Dataset entries
--------------------------------

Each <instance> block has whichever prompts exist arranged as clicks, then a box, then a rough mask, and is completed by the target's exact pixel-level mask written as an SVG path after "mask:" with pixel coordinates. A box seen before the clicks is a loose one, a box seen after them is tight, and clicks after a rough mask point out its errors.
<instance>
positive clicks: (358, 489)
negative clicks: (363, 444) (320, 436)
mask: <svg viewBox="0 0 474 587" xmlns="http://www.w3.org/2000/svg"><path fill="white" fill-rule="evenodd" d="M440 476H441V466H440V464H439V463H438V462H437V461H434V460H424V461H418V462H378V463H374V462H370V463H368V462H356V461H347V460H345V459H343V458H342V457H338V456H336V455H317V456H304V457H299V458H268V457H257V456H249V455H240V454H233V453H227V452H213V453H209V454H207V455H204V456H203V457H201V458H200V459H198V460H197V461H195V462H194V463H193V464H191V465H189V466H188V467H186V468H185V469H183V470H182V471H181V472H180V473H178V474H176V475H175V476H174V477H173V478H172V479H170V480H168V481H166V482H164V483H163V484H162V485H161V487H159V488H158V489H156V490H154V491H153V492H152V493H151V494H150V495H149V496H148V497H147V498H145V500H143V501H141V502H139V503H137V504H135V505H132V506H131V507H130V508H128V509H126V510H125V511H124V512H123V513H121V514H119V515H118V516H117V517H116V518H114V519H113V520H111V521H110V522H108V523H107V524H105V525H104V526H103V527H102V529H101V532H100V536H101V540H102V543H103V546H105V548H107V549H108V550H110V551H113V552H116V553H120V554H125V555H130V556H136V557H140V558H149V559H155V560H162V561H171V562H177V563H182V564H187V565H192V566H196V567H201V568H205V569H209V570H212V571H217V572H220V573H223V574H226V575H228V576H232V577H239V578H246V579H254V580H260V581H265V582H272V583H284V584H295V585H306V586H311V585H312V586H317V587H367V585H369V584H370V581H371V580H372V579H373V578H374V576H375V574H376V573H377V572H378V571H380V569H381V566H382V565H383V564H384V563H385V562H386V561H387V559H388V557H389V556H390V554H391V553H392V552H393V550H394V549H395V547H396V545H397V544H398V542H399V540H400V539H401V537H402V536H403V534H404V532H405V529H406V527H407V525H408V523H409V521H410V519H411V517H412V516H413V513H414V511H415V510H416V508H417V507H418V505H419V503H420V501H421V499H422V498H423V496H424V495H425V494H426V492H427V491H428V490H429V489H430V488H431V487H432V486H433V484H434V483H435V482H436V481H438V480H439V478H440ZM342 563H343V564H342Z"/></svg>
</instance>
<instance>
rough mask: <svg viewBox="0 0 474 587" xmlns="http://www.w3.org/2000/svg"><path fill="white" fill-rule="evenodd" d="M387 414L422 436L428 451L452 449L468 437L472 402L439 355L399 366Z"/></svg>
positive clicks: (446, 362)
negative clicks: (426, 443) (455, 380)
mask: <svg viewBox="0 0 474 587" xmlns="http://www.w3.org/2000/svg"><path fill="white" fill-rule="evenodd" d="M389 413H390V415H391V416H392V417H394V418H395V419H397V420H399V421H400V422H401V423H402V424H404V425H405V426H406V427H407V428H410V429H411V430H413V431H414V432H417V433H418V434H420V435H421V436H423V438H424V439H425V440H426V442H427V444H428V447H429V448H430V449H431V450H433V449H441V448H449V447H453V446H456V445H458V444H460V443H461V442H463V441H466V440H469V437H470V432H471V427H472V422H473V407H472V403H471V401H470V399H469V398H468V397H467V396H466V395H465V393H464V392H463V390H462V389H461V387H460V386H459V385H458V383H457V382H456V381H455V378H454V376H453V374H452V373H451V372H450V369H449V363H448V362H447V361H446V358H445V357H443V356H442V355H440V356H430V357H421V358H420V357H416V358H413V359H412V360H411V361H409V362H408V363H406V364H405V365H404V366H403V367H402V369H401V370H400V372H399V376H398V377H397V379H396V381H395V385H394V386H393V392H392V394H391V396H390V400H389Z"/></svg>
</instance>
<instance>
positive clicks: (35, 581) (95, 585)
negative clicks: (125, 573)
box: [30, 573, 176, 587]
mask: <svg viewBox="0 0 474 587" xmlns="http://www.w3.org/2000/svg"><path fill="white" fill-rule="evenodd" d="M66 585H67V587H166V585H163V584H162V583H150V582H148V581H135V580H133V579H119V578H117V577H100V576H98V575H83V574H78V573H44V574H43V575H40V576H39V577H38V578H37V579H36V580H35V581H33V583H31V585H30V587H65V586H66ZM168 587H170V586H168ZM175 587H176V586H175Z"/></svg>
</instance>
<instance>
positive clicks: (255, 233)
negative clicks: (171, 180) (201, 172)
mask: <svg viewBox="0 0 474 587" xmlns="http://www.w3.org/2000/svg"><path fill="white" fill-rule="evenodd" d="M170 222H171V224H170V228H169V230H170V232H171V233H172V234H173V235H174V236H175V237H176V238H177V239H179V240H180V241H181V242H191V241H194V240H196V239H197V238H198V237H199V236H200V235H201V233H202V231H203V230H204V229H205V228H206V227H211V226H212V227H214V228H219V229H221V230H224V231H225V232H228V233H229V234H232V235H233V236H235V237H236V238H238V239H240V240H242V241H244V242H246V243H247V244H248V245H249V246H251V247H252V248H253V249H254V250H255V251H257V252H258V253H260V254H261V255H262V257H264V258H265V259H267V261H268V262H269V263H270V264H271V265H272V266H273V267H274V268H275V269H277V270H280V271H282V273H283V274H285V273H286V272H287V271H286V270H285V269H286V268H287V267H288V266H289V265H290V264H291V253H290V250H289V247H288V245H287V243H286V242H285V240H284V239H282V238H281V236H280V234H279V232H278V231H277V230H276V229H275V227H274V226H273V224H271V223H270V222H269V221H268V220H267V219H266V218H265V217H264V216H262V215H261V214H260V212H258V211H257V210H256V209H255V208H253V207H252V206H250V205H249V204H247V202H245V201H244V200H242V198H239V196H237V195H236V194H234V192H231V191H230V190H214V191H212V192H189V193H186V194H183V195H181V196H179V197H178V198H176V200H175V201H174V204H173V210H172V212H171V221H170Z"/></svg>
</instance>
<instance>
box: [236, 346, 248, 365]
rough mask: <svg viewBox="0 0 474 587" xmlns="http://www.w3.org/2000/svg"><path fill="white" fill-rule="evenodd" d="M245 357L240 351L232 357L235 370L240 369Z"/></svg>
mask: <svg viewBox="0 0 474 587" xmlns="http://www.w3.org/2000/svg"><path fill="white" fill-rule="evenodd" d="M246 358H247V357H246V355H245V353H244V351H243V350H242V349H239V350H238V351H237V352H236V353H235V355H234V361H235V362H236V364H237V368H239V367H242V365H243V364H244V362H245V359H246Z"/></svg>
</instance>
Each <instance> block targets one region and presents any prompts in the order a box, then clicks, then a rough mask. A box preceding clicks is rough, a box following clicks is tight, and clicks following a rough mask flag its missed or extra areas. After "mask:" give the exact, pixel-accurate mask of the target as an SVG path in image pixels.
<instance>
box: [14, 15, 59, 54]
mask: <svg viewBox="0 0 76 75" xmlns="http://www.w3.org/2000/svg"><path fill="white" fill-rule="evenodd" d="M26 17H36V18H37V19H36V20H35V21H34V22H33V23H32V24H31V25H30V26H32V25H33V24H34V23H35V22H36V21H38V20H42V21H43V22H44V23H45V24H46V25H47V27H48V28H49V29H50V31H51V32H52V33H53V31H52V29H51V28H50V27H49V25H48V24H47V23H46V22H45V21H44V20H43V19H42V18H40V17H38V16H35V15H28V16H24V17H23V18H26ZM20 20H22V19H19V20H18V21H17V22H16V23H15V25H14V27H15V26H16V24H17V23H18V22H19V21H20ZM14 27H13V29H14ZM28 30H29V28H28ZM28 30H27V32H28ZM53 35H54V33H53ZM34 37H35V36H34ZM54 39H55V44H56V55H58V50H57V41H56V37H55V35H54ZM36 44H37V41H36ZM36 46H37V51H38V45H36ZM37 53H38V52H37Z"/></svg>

--------------------------------

Written task: Collect and copy each line of the data that contains the string "negative", treating uppercase and lowercase as distinct.

Answer for this exercise:
negative clicks: (363, 444) (320, 436)
negative clicks: (426, 443) (455, 380)
negative clicks: (125, 573)
negative clicks: (171, 180) (201, 172)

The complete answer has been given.